Records from a collection:
==================================================

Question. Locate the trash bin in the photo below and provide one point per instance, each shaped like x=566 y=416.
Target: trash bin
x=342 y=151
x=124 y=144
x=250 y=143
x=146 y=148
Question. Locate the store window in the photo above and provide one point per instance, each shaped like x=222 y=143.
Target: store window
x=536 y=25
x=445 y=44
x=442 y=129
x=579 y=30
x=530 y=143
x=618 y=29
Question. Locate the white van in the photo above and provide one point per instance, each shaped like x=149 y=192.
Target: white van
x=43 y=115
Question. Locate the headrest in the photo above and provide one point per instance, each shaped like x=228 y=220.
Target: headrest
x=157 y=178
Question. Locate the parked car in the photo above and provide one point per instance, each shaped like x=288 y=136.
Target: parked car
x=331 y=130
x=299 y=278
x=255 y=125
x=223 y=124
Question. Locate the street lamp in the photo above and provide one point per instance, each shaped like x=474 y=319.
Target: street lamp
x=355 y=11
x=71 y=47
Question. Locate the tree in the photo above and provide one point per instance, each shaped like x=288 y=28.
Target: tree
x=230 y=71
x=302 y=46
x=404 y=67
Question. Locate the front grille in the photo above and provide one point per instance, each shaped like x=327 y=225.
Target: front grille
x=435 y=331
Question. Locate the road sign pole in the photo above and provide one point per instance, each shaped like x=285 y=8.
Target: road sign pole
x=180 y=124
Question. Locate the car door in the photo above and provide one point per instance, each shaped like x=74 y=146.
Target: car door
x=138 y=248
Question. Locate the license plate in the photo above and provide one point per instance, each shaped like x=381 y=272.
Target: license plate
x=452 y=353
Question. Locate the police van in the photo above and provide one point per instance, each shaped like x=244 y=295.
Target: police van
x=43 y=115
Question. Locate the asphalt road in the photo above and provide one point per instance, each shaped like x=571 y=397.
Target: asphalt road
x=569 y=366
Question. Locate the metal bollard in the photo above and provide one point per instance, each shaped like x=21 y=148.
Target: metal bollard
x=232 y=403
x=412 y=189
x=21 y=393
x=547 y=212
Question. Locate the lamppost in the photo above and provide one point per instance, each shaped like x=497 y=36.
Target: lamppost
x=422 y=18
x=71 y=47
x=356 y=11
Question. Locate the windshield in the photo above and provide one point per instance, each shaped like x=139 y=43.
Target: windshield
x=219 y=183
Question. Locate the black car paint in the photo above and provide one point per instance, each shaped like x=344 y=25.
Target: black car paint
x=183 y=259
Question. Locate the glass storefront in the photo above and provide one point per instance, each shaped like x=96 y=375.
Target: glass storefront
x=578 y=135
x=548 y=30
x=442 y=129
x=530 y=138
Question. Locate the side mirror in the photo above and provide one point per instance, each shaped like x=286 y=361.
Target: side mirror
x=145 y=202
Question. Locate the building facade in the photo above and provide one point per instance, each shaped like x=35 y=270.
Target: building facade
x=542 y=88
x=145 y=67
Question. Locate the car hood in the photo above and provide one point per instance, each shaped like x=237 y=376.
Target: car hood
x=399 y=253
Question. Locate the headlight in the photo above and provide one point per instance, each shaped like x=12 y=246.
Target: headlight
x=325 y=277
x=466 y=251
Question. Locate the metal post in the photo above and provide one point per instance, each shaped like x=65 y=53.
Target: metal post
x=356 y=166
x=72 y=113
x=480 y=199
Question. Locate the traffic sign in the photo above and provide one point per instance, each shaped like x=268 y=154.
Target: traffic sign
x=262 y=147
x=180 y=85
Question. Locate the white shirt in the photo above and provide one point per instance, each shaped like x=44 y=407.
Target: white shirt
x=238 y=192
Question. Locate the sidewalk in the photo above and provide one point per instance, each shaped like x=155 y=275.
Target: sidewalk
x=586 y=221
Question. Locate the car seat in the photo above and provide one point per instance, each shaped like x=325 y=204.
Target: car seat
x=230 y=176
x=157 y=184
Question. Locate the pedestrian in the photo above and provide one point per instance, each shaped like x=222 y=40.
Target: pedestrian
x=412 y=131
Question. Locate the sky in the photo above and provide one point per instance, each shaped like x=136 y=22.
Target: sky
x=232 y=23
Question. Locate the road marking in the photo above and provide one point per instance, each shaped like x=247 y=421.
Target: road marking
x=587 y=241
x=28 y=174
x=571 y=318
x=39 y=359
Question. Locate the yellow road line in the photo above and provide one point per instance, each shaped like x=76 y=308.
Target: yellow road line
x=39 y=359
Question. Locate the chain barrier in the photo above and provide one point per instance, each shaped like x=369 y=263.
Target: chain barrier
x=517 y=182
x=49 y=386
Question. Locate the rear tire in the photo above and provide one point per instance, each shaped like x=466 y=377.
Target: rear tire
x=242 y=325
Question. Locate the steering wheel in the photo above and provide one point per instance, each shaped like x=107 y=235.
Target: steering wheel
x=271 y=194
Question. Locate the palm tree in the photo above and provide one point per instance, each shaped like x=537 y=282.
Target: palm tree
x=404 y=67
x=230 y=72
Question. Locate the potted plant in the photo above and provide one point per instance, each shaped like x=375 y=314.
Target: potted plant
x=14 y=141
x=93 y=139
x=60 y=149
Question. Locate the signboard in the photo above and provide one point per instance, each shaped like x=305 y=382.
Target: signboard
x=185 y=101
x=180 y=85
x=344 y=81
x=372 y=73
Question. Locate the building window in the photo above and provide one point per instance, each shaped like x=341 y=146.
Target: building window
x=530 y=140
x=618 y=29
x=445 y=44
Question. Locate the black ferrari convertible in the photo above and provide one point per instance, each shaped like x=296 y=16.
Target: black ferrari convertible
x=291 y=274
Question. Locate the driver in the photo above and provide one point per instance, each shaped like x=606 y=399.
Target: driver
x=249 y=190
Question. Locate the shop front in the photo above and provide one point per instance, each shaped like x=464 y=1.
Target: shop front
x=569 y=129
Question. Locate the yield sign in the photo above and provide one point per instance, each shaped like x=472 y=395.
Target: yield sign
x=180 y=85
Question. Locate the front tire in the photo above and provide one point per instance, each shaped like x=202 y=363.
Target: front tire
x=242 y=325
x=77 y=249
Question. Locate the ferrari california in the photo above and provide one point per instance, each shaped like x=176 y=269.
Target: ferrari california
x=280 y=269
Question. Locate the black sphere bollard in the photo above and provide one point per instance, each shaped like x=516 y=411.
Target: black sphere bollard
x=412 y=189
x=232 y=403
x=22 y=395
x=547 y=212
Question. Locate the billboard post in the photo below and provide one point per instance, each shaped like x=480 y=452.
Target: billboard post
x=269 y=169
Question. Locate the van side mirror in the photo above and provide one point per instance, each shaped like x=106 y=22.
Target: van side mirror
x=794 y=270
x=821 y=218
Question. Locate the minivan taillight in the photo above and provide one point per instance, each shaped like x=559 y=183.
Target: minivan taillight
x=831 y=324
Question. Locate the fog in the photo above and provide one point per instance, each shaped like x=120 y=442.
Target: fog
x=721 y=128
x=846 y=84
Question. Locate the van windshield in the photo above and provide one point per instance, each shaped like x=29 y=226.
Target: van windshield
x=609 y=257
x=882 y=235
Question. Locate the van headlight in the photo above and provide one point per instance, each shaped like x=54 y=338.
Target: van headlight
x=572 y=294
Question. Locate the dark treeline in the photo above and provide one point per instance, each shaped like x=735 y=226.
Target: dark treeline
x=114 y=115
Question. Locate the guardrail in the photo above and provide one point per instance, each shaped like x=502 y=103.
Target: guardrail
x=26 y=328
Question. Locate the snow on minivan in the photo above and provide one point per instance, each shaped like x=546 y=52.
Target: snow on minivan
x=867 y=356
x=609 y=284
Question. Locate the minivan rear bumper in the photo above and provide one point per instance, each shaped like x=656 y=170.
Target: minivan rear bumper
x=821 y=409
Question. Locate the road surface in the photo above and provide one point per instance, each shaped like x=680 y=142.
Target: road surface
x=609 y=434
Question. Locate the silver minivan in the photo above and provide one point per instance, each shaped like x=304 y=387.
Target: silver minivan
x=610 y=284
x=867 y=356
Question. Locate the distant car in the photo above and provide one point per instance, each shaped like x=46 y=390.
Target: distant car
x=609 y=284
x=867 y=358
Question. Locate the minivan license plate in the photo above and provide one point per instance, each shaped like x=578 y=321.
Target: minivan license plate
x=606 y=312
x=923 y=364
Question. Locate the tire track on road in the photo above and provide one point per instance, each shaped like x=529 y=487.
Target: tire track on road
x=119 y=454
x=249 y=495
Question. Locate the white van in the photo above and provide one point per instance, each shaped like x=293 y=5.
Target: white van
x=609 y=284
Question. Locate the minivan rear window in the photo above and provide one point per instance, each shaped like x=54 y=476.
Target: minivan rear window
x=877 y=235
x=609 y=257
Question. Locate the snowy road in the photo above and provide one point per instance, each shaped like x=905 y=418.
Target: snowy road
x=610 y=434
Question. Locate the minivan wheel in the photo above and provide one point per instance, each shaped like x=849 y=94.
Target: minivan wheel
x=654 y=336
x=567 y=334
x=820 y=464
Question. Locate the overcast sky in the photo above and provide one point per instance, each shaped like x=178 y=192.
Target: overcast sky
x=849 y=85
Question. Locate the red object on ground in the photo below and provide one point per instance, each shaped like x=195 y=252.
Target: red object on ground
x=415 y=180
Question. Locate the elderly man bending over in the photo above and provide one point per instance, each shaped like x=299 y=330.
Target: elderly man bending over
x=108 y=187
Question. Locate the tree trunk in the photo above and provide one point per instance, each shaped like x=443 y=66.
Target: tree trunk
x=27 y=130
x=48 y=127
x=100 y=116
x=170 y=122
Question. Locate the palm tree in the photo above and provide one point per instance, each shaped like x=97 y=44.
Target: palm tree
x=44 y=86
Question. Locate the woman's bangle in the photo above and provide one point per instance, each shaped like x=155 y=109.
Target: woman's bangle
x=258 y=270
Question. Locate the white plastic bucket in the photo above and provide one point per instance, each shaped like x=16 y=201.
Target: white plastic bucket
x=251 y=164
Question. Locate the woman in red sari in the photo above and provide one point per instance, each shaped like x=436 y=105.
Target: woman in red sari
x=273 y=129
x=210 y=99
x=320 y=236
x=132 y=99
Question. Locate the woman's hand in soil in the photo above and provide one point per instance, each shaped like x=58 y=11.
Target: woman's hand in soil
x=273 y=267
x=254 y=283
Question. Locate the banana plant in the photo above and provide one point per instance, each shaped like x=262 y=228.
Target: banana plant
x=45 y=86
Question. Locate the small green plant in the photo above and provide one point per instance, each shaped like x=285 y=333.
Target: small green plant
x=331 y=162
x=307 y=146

==================================================

▶ _AIM_:
Copy the lines of the records above without any change, beginning at the line that contains "Question. Locate the ferrari" and stopping after the line that contains "x=280 y=269".

▶ _COMPLETED EXERCISE_:
Question. Locate the ferrari california in the photo above and provide one point per instance, each shaped like x=176 y=269.
Target: ferrari california
x=280 y=269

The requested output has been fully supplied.